What needs to be done: Look through the material for lines with the word "Target", and copy each one.

Records provided:
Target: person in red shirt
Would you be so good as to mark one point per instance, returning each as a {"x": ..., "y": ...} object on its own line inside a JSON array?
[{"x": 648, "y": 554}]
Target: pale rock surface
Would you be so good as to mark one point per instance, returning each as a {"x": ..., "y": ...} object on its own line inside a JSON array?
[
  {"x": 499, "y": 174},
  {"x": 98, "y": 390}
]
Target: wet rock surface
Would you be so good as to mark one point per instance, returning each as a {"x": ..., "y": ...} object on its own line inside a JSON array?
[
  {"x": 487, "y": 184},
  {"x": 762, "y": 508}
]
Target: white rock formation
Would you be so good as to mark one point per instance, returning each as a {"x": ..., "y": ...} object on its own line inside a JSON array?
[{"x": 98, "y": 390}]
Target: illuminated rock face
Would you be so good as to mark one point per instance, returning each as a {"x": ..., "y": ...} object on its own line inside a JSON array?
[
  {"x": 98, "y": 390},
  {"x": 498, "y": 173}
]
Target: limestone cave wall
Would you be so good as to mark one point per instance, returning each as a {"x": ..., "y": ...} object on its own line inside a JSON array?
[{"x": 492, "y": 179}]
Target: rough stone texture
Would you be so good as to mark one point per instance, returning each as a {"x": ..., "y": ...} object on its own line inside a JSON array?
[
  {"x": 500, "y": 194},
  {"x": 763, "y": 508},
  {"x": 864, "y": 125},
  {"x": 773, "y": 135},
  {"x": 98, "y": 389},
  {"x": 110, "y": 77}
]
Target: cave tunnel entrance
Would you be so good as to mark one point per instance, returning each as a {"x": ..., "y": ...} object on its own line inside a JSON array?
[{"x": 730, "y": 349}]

Reply to the task:
Target: person in red shirt
Target: pale rock surface
Target: wet rock surface
Target: white rock formation
Target: illuminated rock face
Target: limestone cave wall
Target: rough stone texture
Target: cave tunnel entrance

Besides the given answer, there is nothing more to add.